Written exercise: Render the items from the line with "the white wall" up to and including the line with "(0, 111), (65, 326)" as a two-column CSV headed instruction and boxes, one row per item. Put each value in a single quoted field, with line breaks replaced by spaces.

Dataset extracts labeled with boxes:
* * *

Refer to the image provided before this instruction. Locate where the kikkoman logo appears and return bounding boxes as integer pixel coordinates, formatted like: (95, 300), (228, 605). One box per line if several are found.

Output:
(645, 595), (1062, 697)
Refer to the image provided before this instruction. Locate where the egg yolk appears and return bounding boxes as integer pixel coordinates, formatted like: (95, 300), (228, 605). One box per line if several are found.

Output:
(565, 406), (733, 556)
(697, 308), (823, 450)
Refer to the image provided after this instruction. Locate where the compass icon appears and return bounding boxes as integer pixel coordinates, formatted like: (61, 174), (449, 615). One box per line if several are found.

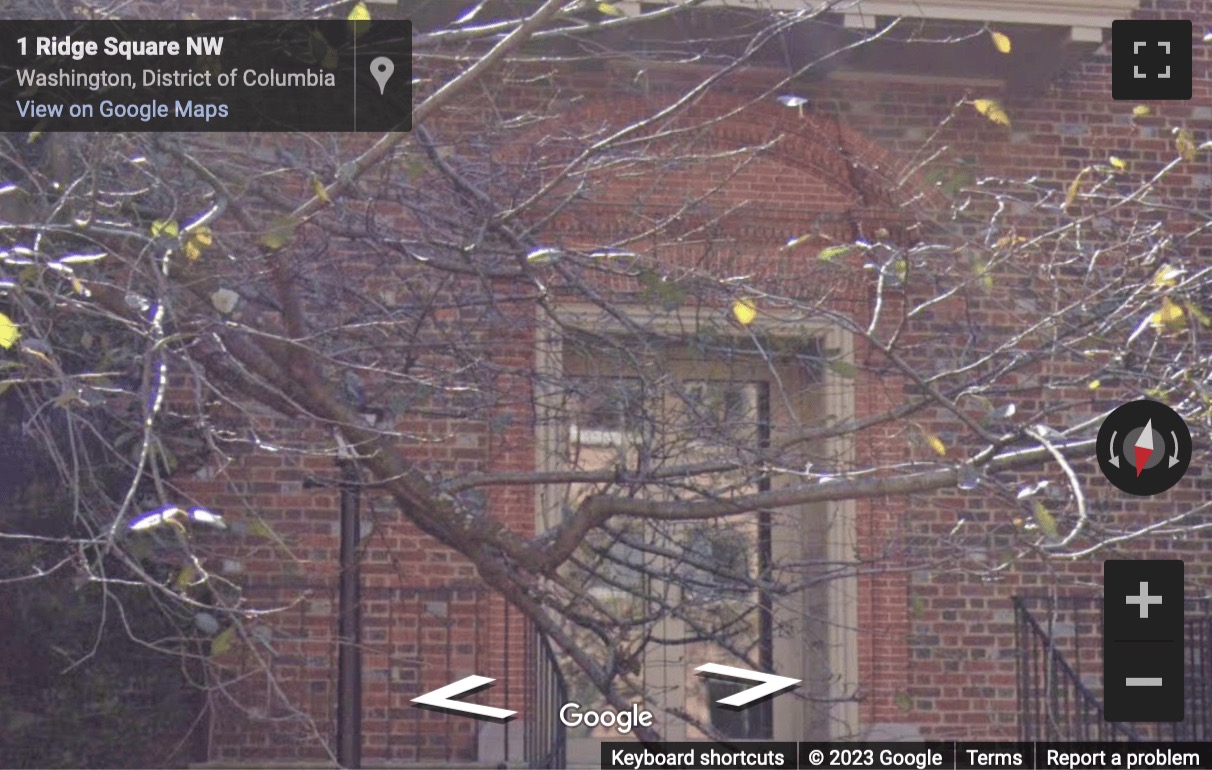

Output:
(1097, 399), (1191, 497)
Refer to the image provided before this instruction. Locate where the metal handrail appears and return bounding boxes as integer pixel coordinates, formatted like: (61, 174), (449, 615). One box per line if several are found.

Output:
(1013, 597), (1144, 741)
(525, 629), (568, 768)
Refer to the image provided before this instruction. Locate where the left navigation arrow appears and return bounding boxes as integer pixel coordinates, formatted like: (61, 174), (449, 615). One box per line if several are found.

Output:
(412, 674), (518, 721)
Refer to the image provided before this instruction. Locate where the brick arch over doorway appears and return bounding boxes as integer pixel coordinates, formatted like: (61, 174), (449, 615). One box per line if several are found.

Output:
(487, 93), (921, 736)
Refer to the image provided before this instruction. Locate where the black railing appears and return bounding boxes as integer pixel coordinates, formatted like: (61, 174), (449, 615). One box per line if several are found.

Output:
(526, 631), (568, 768)
(1014, 597), (1212, 741)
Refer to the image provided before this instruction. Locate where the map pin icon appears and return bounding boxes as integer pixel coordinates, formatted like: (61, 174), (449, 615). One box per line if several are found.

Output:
(371, 56), (395, 96)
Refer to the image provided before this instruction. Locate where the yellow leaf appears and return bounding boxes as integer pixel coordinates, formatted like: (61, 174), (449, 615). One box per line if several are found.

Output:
(152, 219), (179, 238)
(311, 173), (332, 204)
(972, 99), (1010, 129)
(1174, 129), (1196, 160)
(732, 300), (758, 326)
(211, 626), (235, 657)
(817, 244), (851, 262)
(346, 0), (371, 37)
(0, 313), (21, 350)
(922, 430), (947, 457)
(989, 29), (1010, 53)
(172, 564), (198, 591)
(1149, 297), (1187, 333)
(1035, 500), (1058, 537)
(257, 217), (299, 251)
(1153, 264), (1183, 289)
(1064, 166), (1090, 209)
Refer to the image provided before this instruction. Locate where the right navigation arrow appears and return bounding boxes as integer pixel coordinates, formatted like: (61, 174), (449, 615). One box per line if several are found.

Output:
(694, 663), (804, 708)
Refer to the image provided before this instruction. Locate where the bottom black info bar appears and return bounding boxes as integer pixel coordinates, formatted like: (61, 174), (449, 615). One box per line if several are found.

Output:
(601, 741), (1212, 770)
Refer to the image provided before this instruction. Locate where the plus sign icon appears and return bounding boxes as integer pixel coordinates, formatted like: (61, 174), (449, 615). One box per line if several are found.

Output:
(1111, 19), (1193, 101)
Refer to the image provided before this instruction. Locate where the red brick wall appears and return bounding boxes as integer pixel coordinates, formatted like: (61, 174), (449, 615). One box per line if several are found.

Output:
(101, 1), (1212, 760)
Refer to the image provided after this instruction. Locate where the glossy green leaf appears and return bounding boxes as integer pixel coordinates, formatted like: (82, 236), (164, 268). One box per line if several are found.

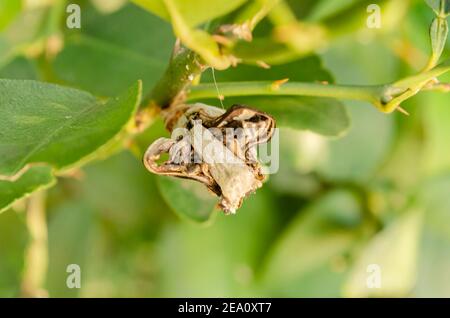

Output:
(132, 0), (246, 27)
(0, 210), (28, 297)
(0, 80), (141, 175)
(262, 191), (361, 297)
(430, 18), (448, 59)
(0, 7), (48, 68)
(0, 56), (39, 80)
(158, 177), (217, 223)
(54, 5), (175, 96)
(0, 167), (56, 213)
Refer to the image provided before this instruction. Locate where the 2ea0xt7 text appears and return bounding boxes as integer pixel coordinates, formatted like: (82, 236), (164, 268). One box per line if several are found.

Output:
(178, 302), (272, 316)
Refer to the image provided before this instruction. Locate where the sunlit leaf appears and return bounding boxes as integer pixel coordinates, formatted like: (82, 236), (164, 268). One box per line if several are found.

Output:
(54, 5), (175, 96)
(0, 167), (56, 213)
(0, 80), (141, 175)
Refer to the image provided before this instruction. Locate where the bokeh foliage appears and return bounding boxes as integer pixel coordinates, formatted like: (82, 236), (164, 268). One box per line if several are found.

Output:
(0, 0), (450, 297)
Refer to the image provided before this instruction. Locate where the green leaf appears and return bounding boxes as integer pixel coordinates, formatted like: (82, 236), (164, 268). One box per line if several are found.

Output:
(53, 5), (175, 96)
(0, 211), (28, 297)
(132, 0), (246, 27)
(430, 18), (448, 60)
(262, 191), (361, 297)
(202, 56), (350, 136)
(425, 0), (450, 16)
(0, 80), (141, 175)
(344, 207), (423, 297)
(158, 177), (217, 223)
(215, 96), (350, 137)
(0, 167), (56, 213)
(0, 56), (39, 80)
(0, 7), (48, 68)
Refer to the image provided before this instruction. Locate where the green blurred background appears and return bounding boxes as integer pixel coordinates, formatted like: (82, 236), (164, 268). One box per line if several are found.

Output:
(0, 0), (450, 297)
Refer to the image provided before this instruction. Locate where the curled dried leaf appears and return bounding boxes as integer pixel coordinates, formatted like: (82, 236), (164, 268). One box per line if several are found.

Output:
(144, 103), (275, 213)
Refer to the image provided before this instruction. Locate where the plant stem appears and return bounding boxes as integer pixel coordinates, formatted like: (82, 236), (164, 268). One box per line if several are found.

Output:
(143, 44), (205, 109)
(188, 60), (450, 113)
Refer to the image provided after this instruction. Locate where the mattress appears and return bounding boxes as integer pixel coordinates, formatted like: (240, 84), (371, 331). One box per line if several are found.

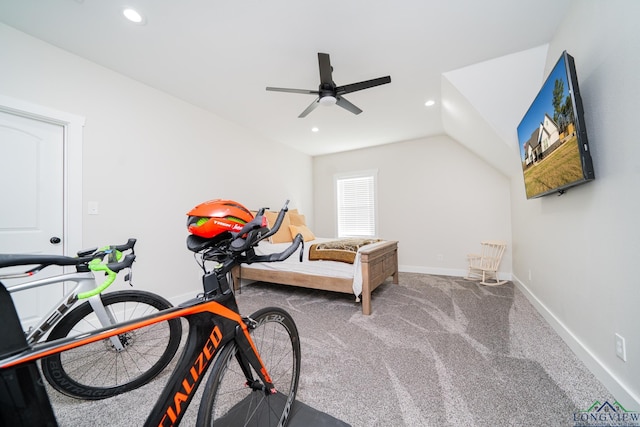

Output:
(242, 237), (383, 297)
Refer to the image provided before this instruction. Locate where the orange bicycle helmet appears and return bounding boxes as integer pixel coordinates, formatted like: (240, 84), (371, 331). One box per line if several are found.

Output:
(187, 199), (253, 239)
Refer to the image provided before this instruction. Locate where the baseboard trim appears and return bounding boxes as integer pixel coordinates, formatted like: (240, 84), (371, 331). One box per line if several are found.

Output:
(398, 265), (512, 280)
(513, 275), (640, 411)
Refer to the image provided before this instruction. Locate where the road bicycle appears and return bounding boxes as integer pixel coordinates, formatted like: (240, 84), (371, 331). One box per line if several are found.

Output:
(0, 201), (304, 427)
(0, 239), (182, 400)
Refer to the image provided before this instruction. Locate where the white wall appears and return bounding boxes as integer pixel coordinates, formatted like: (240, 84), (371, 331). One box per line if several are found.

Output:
(0, 24), (312, 299)
(313, 136), (511, 279)
(511, 0), (640, 410)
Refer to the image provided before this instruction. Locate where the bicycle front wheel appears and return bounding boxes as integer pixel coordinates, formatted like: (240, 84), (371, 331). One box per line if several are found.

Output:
(42, 290), (182, 400)
(198, 307), (300, 427)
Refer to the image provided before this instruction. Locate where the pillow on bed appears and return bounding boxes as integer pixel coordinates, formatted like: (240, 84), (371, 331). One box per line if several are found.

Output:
(289, 224), (316, 242)
(264, 211), (293, 243)
(309, 238), (381, 264)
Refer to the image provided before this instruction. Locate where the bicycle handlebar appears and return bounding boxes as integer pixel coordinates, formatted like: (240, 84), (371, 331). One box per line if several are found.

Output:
(196, 200), (304, 271)
(77, 254), (136, 299)
(0, 238), (137, 299)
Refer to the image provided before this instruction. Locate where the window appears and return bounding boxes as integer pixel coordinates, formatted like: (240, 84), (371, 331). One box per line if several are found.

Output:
(335, 171), (377, 237)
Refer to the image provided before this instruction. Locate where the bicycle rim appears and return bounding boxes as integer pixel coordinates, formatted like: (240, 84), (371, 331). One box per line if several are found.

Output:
(198, 308), (300, 427)
(42, 290), (182, 400)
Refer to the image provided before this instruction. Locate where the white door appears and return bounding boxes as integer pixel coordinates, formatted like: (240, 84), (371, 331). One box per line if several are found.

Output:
(0, 111), (65, 326)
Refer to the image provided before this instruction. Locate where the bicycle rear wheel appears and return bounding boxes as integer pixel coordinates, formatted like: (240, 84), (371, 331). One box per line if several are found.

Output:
(42, 290), (182, 400)
(197, 307), (300, 427)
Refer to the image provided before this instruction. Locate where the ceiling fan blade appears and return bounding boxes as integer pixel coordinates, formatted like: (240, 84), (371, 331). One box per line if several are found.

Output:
(318, 52), (333, 86)
(298, 98), (320, 119)
(336, 96), (362, 114)
(267, 87), (320, 95)
(336, 76), (391, 95)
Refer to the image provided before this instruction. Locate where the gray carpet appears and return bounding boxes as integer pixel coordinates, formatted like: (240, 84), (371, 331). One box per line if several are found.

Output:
(51, 273), (614, 427)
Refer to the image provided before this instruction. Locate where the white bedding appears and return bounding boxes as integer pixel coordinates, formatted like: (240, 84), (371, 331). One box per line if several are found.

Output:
(242, 237), (382, 299)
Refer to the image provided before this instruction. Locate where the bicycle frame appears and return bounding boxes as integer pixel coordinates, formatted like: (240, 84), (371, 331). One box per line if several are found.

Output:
(0, 272), (124, 351)
(0, 275), (276, 426)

* * *

Response:
instruction,boxes
"Refer to the image provided before this instruction. Locate where the white wall appears and return bounding boxes as integer pixel coordinates, formatted like: (240, 84), (371, 331). One box per line if several are found. Output:","(0, 24), (312, 299) (313, 136), (511, 279) (511, 0), (640, 410)"
"Refer to the image provided before this instruction. Locate where the bicycle front wheel appears and return bounding boxes as integer pixel coordinates, formatted like: (240, 84), (371, 331). One box per line if several are found. Output:","(42, 290), (182, 400) (198, 307), (300, 427)"
"Refer to the image provided before this instruction. Locate where the pillow on bed appears and return bounding boxes as integer pixel coordinates, formatted like: (240, 84), (371, 331). One box per line if several are found. Output:","(289, 224), (316, 242) (264, 211), (293, 243) (309, 238), (381, 264)"
"Refer to the image provided before this instruction. Locate where the bicycle handlebar appears and return bounding boxes as integer pixel coordinates, formatted like: (240, 84), (371, 331). One box per line if several are found. Output:","(196, 200), (304, 271) (77, 254), (136, 299) (0, 238), (137, 299)"
"Refer to the image provided before this instruction. Locate where the window appears and return bounding boxes as integer pixel coordinates, formatted like: (240, 84), (371, 331). One box per line if several are found. Output:","(335, 171), (377, 237)"
"Refer to the image provided before this instruction. Locate where the bicycle rim appears and return bounding boxes as integer pixel coordinates, formatted like: (240, 84), (371, 331). One box per line if several are found. Output:","(198, 308), (300, 427) (42, 290), (182, 400)"
"Refer to the image provided before this instruction. Locate where the white door appears and return bounding boxes as integer pixel coordinates, formatted like: (240, 84), (371, 331). One box per line if several are found. Output:","(0, 111), (65, 326)"